Whenever a line carries the word "yellow", pull it out of the entries.

(Data excerpts)
◇ ◇ ◇ ◇ ◇ ◇ ◇

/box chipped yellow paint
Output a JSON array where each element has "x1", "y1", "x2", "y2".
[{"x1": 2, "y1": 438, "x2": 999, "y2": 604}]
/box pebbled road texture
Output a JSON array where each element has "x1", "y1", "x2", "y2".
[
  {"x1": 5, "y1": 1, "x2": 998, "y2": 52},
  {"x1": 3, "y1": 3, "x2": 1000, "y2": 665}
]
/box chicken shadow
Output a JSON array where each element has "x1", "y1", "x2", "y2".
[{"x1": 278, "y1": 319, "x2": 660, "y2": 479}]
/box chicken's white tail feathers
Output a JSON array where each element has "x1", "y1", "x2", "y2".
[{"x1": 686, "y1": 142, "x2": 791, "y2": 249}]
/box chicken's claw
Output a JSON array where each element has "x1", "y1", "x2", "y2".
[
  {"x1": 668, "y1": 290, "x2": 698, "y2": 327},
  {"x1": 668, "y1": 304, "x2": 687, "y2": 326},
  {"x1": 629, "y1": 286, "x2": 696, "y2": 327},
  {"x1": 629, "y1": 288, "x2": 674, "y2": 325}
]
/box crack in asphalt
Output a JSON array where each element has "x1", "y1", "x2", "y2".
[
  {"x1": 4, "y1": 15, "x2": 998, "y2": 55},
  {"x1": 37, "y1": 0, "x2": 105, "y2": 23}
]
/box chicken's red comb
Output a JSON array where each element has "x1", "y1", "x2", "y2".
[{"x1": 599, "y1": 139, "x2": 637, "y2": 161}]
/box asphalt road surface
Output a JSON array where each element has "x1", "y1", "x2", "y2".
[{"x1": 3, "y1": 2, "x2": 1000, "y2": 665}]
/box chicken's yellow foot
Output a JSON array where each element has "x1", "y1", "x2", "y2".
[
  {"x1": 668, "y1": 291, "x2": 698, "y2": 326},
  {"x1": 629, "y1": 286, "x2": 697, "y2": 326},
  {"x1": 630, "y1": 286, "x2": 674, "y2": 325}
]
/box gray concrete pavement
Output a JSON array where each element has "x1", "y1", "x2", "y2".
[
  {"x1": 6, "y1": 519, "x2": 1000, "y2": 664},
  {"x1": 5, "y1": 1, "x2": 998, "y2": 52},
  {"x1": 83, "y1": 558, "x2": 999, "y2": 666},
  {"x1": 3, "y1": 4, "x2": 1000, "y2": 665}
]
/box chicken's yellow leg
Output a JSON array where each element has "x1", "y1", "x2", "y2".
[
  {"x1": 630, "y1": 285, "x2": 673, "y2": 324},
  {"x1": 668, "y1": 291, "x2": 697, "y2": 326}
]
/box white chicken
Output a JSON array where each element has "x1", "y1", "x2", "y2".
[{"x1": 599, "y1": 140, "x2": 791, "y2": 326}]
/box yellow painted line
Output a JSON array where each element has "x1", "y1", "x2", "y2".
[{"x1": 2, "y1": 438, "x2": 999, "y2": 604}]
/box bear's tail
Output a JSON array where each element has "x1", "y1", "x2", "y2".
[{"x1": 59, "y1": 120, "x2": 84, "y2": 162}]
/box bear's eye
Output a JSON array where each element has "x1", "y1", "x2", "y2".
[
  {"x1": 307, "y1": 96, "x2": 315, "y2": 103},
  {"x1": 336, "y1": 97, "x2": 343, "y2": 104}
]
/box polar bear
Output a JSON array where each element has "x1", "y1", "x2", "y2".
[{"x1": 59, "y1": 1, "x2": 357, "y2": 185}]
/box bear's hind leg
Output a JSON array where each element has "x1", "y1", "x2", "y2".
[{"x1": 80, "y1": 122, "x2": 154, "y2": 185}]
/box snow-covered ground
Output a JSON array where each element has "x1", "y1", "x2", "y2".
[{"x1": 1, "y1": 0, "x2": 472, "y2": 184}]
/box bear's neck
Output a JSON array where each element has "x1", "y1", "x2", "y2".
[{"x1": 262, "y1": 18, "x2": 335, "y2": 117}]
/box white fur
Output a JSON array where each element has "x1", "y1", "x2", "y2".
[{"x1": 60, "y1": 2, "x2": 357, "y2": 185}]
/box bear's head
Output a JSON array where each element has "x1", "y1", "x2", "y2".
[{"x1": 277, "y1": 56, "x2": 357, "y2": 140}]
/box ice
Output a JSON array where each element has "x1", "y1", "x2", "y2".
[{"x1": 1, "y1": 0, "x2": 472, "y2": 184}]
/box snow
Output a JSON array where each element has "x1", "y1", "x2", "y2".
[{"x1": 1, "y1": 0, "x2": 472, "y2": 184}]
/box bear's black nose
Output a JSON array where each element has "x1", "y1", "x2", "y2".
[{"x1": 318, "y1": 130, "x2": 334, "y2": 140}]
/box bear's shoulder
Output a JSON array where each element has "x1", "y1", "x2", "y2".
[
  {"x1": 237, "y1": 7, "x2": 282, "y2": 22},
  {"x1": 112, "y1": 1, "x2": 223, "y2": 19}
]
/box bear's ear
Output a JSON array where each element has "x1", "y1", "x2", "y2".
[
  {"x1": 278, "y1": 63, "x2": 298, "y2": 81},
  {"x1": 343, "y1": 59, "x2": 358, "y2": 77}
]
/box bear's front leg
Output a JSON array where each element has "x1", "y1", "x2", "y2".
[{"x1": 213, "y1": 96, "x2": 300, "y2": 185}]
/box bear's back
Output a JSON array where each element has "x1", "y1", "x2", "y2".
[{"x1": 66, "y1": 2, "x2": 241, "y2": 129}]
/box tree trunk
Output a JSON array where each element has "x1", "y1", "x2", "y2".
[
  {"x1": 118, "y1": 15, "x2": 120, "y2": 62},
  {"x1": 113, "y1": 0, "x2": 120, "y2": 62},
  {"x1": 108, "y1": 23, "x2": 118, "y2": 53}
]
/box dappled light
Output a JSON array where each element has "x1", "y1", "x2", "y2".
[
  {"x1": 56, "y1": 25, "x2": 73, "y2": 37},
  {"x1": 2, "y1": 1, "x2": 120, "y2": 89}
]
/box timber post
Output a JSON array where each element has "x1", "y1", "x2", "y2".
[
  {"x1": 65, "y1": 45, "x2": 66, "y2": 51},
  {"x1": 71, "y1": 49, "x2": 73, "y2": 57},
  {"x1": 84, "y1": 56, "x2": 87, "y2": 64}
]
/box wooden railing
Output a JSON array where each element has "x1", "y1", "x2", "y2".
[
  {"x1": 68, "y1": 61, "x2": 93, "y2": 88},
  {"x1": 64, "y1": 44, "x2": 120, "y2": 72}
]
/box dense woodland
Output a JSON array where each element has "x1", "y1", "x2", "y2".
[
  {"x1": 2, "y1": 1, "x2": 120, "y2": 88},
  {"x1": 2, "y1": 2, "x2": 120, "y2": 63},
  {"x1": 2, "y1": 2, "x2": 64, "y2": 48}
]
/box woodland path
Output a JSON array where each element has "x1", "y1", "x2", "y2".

◇ ◇ ◇ ◇ ◇ ◇ ◇

--- Exercise result ---
/box chipped yellow paint
/box chicken's yellow foot
/box chicken's yellow leg
/box yellow painted line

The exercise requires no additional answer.